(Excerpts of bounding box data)
---------------

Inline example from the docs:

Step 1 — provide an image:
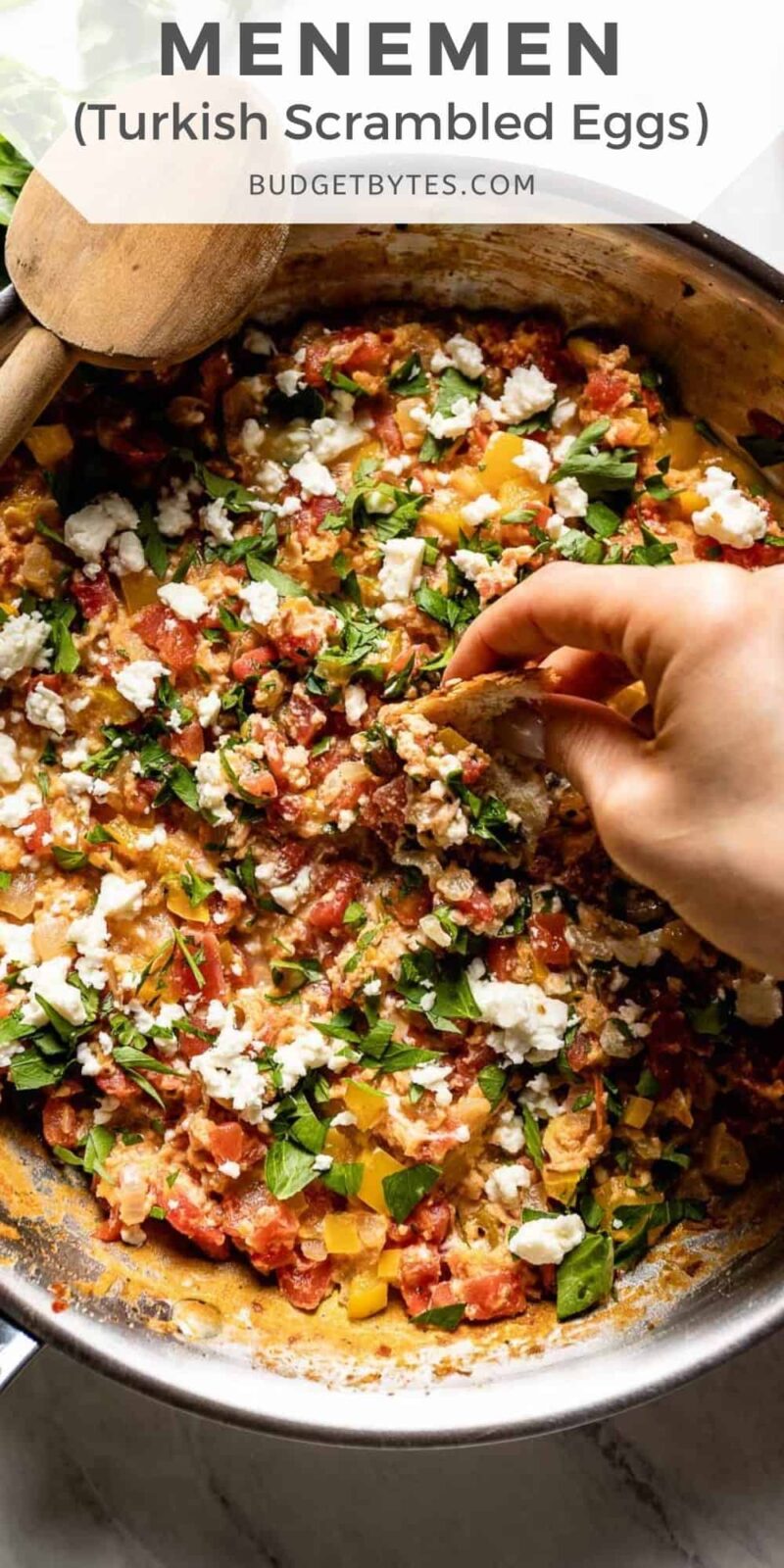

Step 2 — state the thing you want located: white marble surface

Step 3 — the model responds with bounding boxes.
[0,1336,784,1568]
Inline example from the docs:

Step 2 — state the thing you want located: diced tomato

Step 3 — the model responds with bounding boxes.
[306,864,363,931]
[222,1181,298,1272]
[398,1242,442,1317]
[488,936,519,980]
[457,888,496,927]
[359,774,408,833]
[171,927,225,1002]
[133,604,199,674]
[429,1268,525,1323]
[410,1198,455,1247]
[585,370,629,414]
[371,398,403,458]
[42,1095,78,1150]
[277,1257,332,1312]
[210,1121,245,1165]
[461,756,489,789]
[232,643,274,680]
[280,688,326,747]
[528,914,572,969]
[170,723,204,762]
[293,496,337,544]
[69,572,118,621]
[449,1040,496,1098]
[96,1066,144,1103]
[22,806,52,855]
[695,530,784,572]
[160,1189,229,1257]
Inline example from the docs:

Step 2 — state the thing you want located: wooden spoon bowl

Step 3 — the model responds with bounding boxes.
[0,174,288,463]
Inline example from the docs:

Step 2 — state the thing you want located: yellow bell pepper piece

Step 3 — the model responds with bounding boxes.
[347,1280,389,1323]
[121,570,159,614]
[167,888,210,925]
[345,1080,387,1132]
[481,431,522,496]
[421,502,464,544]
[89,680,139,724]
[543,1166,582,1202]
[358,1150,405,1213]
[621,1095,654,1127]
[25,425,74,468]
[378,1247,403,1284]
[324,1213,363,1257]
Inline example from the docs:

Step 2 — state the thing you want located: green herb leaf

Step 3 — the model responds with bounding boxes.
[476,1061,507,1110]
[264,1139,317,1201]
[411,1301,466,1335]
[557,1236,613,1322]
[520,1105,544,1171]
[381,1165,441,1225]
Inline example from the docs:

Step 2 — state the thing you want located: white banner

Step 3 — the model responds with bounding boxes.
[0,0,784,222]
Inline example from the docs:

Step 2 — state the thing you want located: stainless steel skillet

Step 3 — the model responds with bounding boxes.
[0,225,784,1445]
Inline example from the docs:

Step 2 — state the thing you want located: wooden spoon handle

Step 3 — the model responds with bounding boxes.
[0,326,78,463]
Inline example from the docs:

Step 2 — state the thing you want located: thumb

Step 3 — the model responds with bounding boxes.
[539,696,646,831]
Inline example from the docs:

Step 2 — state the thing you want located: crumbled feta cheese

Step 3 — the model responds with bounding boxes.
[429,332,484,381]
[191,1002,265,1126]
[470,980,569,1066]
[270,865,311,914]
[201,496,233,544]
[25,685,66,735]
[76,1040,104,1077]
[491,1105,525,1154]
[452,551,491,583]
[0,610,49,680]
[194,751,233,826]
[0,782,41,833]
[108,530,146,577]
[520,1072,564,1121]
[290,452,337,496]
[196,692,221,729]
[0,732,22,784]
[63,496,139,563]
[411,1061,452,1105]
[0,920,36,980]
[343,685,367,724]
[378,538,425,612]
[274,368,304,397]
[735,975,782,1029]
[240,582,279,625]
[692,465,768,551]
[155,480,201,539]
[96,872,144,919]
[483,366,559,425]
[159,583,210,621]
[484,1165,531,1209]
[551,397,577,429]
[552,480,590,517]
[115,659,170,713]
[411,397,476,441]
[512,441,552,484]
[275,1029,348,1095]
[510,1213,585,1264]
[22,958,86,1025]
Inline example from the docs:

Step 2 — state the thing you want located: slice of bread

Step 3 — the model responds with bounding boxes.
[378,669,555,837]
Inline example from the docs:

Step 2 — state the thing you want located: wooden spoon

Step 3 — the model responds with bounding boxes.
[0,174,288,463]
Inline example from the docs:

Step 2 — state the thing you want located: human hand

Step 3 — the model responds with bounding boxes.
[447,562,784,978]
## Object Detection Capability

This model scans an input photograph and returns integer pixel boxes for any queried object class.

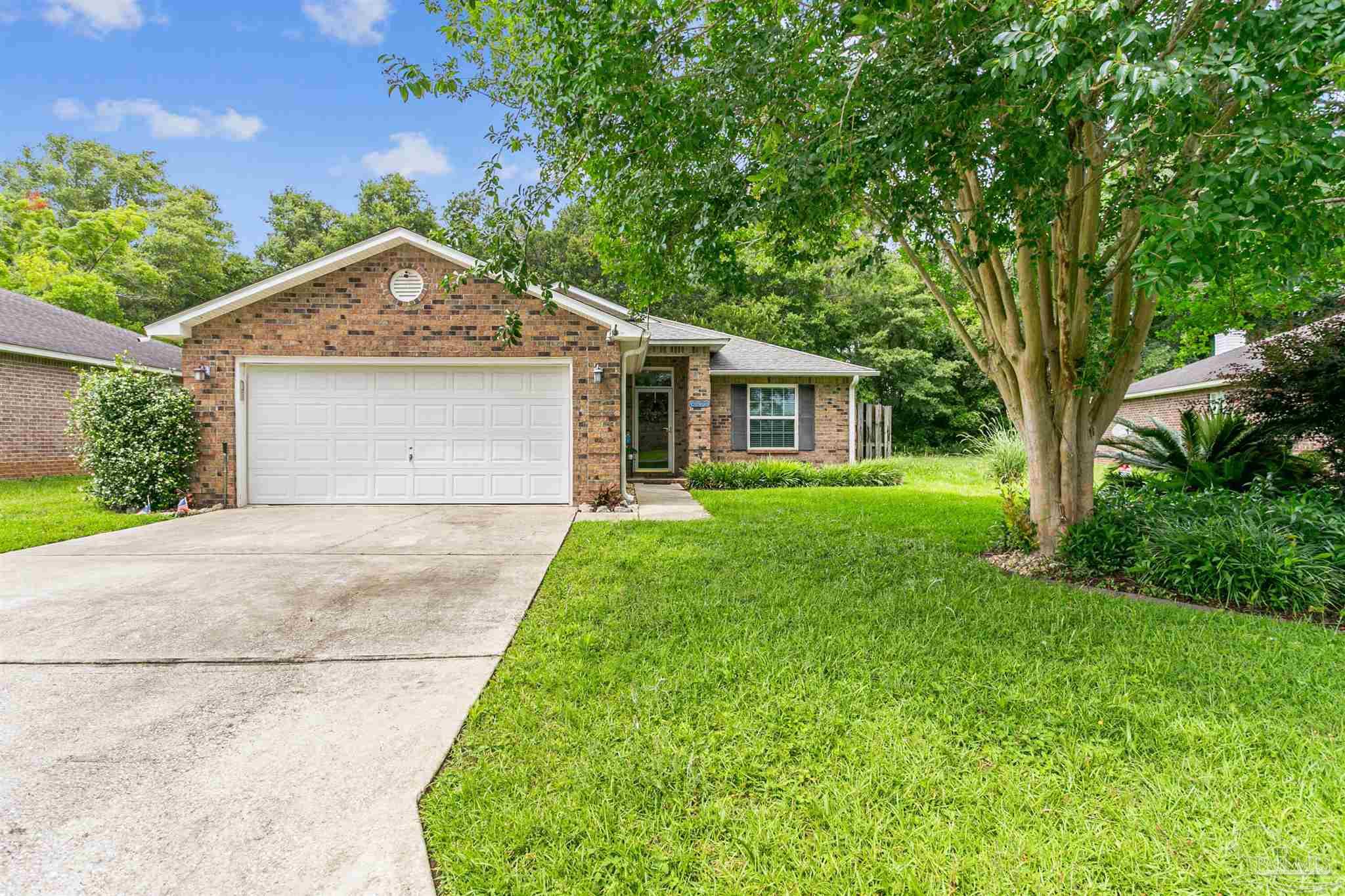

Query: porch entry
[634,368,676,473]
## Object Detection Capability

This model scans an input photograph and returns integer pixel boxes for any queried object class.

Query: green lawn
[0,475,169,553]
[422,458,1345,895]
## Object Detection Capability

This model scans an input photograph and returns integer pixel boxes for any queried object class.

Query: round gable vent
[389,267,425,302]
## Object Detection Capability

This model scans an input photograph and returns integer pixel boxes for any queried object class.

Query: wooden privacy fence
[854,403,892,461]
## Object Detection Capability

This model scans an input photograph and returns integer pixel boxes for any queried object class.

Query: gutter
[847,373,860,463]
[1122,380,1228,402]
[0,343,181,376]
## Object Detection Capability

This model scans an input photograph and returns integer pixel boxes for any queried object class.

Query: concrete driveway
[0,507,573,893]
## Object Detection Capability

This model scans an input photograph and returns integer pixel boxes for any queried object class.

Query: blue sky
[0,0,533,251]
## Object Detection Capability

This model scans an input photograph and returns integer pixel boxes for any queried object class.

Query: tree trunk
[897,132,1155,556]
[1021,402,1097,556]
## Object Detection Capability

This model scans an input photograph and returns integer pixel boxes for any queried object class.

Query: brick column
[686,347,713,463]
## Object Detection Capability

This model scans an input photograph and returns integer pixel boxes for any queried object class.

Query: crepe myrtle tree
[384,0,1345,553]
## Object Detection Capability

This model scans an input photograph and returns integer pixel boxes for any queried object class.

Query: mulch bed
[981,552,1345,634]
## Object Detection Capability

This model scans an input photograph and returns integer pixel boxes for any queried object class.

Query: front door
[635,388,672,473]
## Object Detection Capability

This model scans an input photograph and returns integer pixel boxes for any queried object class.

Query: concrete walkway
[0,507,573,895]
[574,482,710,523]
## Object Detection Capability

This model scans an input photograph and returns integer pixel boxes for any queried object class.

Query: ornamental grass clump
[686,459,901,489]
[66,358,200,511]
[961,417,1028,485]
[1060,480,1345,614]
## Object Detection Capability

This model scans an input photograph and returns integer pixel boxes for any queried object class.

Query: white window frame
[748,383,799,453]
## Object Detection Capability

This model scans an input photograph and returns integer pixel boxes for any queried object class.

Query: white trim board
[710,368,878,376]
[145,227,640,339]
[225,354,574,507]
[0,343,181,375]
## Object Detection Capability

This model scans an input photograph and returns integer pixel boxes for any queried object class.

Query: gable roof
[648,314,878,376]
[0,289,181,372]
[145,227,642,339]
[1126,314,1345,399]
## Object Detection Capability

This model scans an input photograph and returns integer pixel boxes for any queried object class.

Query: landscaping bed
[421,458,1345,893]
[686,459,901,489]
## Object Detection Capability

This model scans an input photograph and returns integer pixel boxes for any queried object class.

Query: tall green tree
[257,175,444,272]
[0,135,259,325]
[0,192,160,325]
[385,0,1345,553]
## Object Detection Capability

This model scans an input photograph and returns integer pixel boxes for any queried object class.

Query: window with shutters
[748,385,799,450]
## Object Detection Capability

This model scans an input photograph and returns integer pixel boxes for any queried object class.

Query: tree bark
[898,121,1154,556]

---------------

Retype all of the items above word for word, leaving the pictures out of your answer.

Inline example from the docs:

Step 1 — provide an image:

Step 2 — state the thing you want located: white marble surface

Step 3 — the model responds with bounding boxes.
[0,1336,784,1568]
Inline example from the docs:

Step 2 — state the thing you want located: diced tomato

Step 3 — the model responds with bounding boxes.
[306,864,363,931]
[222,1181,298,1272]
[398,1242,442,1317]
[488,936,519,980]
[457,888,496,927]
[359,774,408,833]
[171,927,225,1002]
[133,604,199,674]
[429,1268,525,1323]
[410,1198,455,1247]
[585,370,629,414]
[371,398,403,458]
[42,1095,78,1150]
[277,1257,332,1312]
[210,1121,245,1165]
[461,756,489,789]
[232,643,274,680]
[280,688,326,747]
[528,914,572,969]
[170,723,204,762]
[293,496,337,544]
[69,572,118,621]
[449,1040,496,1098]
[96,1066,144,1103]
[22,806,52,855]
[695,530,784,572]
[160,1189,229,1257]
Inline example from the docs:

Step 2 — state the thing you want located: wooden spoon bowl

Step 3 — the model responds with bounding boxes.
[0,174,288,463]
Inline example from the docs:

Step 2 — state the thing you want located: yellow bell pepper piece

Step 3 — the model responds with bounding boxes.
[347,1280,389,1323]
[121,570,159,614]
[167,888,210,925]
[345,1080,387,1132]
[481,431,522,496]
[421,502,464,544]
[89,680,139,724]
[543,1166,582,1202]
[358,1150,405,1213]
[621,1095,654,1127]
[25,425,74,468]
[378,1247,403,1284]
[324,1213,363,1257]
Inline example from the docs:

Step 2 — state the thing you want located: green herb leaf

Step 3 — the model responds with bounding boxes.
[476,1061,507,1110]
[264,1139,317,1201]
[411,1301,466,1335]
[557,1236,613,1322]
[520,1105,544,1171]
[381,1165,441,1225]
Inline example from the docs:

Step 2 — state the thing you want located: white banner

Step 3 — the model responds with bounding boxes.
[0,0,784,222]
Inline example from the docs:

Step 2 — state the thing you want located: stainless steel skillet

Step 3 — the model responds with bounding boxes.
[0,225,784,1445]
Inline example from the docs:

Step 2 — state the thing you want located: wooden spoon handle

Step 3 — the model responds with bounding boxes.
[0,326,78,463]
Inline example from the docs:

Step 2 — state the thing you want located: thumb

Step 3 — the model responds with bounding boxes.
[539,696,646,831]
Inline example from the docs:

Step 2 — state the thing you want located: crumbled feta cheese

Step 3 — the model responds with bounding boxes.
[429,332,484,381]
[191,1002,265,1126]
[470,980,569,1066]
[270,865,311,914]
[201,496,233,544]
[25,685,66,735]
[76,1040,104,1077]
[491,1105,525,1154]
[452,551,491,583]
[0,610,49,680]
[194,751,233,826]
[0,782,41,833]
[108,530,146,577]
[520,1072,564,1121]
[290,452,337,496]
[196,692,221,729]
[0,732,22,784]
[63,496,139,563]
[411,1061,452,1105]
[0,920,36,980]
[343,685,367,724]
[378,538,425,612]
[274,368,304,397]
[735,975,782,1029]
[240,582,279,625]
[692,465,768,551]
[155,480,201,539]
[96,872,144,919]
[483,366,559,425]
[159,583,210,621]
[484,1165,531,1209]
[551,397,577,429]
[552,480,590,517]
[115,659,170,713]
[411,397,476,441]
[512,441,552,484]
[275,1029,348,1095]
[510,1213,585,1264]
[22,958,86,1025]
Inline example from the docs:

Step 2 — state the thing you want located: slice of bread

Step 3 — the model responds with bounding boxes.
[378,669,555,837]
Inline example from the docs:

Step 2 — state the thing you want located: wooden spoon

Step 3 — the model responds with bounding boxes.
[0,174,288,463]
Inline example from the docs:

Step 2 — state the thing you want located: human hand

Step 3 — the model responds with bounding boxes.
[447,562,784,978]
## Object Detection Capability

This model scans an input photograph and returns integer pixel boxes for any queried object class.


Query: porch entry
[634,368,676,473]
## Object Detection Capability

This model scans an input photograph and returns integer pixel boxes for any queried object class.

Query: green lawn
[0,475,169,553]
[422,458,1345,895]
## Object Detection Capability

This model scans an input photograph and returns integer pixel boxes for any queried object class.

Query: round gable vent
[389,267,425,302]
## Object Detection Capability

This model scans an input photograph and returns integer pixel boxes for any queried object class.

Query: wooden privacy fence
[854,403,892,461]
## Object Detection Capability

This model scans an input photograph and returns integer pixel boxes for any queried object class.

Query: gutter
[847,373,860,463]
[1122,380,1228,402]
[0,343,181,376]
## Object Detection Capability

This model scans an input photograph and returns integer pixel boxes for any queried object class.

Query: concrete driveway
[0,507,573,893]
## Object Detection Capability

This model scans an input photograph and returns integer pixel boxes for any queried object class.

Query: blue sky
[0,0,533,251]
## Object Detection Capability

This model scans an input photograph and returns integer pixel boxes for any queried object class.

Query: tree trunk
[897,132,1155,556]
[1021,402,1097,556]
## Object Detection Capability

This model scans an input photograph and returns integer pixel boxes for any queried object class.

Query: brick column
[686,347,713,463]
## Object Detection Capability

This model scans an input photograph and returns integer pixel boxes for any queried object class.

Query: crepe myrtle tree
[384,0,1345,553]
## Object Detection Capability

This model scans an input photograph and returns integer pixel boxes for any queried object class.

Query: mulch bed
[981,552,1345,634]
## Object Detection Capability

This model scans an input photograph and returns integer pixel boxes for any queried object class.

Query: front door
[635,388,672,473]
## Object Detection Capability

This model scans an input photograph and returns integer pixel boxes for any queried object class.

Query: concrete walkway
[0,507,573,895]
[574,482,710,523]
## Object Detection Capability

This model scans an input photograph and returns integer pixel boxes for any queried object class.

Query: ornamental grass clump
[686,459,901,489]
[66,358,200,511]
[961,417,1028,485]
[1060,480,1345,614]
## Object Detection Capability

This model scans an input photograph and returns integer pixel boxes for any queried object class.

Query: white window frame
[748,383,799,453]
## Object Detection Capability

This model scans an input photograph and returns integer pixel boxes for any queried object class.

Query: white trim board
[710,368,878,376]
[145,227,640,339]
[225,354,574,507]
[0,343,181,375]
## Object Detection Capability

This model scans an input photograph and returns integer pixel boxes for any queried object class.

Query: gable roof
[648,314,878,376]
[0,289,181,372]
[145,227,642,339]
[1126,314,1345,399]
## Object Detection Capability

This model scans an input photograph and returns integer pixel boxes for any queried object class.

Query: landscaping bed
[421,458,1345,893]
[686,459,901,489]
## Object Detection Capability

This model scans an input photograph and returns integer pixel boxes for any queried object class.

Query: tall green tree
[257,175,444,272]
[0,135,259,325]
[0,192,160,325]
[385,0,1345,553]
## Object Detection Capability

This model scans an input photograph and returns integer pixel boxes for any queried object class.

Query: window with shutters
[748,385,799,450]
## Object Detection Capability

This model scans an input photograph and returns integer pixel boxes for any queried object class.

Query: tree bark
[898,121,1154,556]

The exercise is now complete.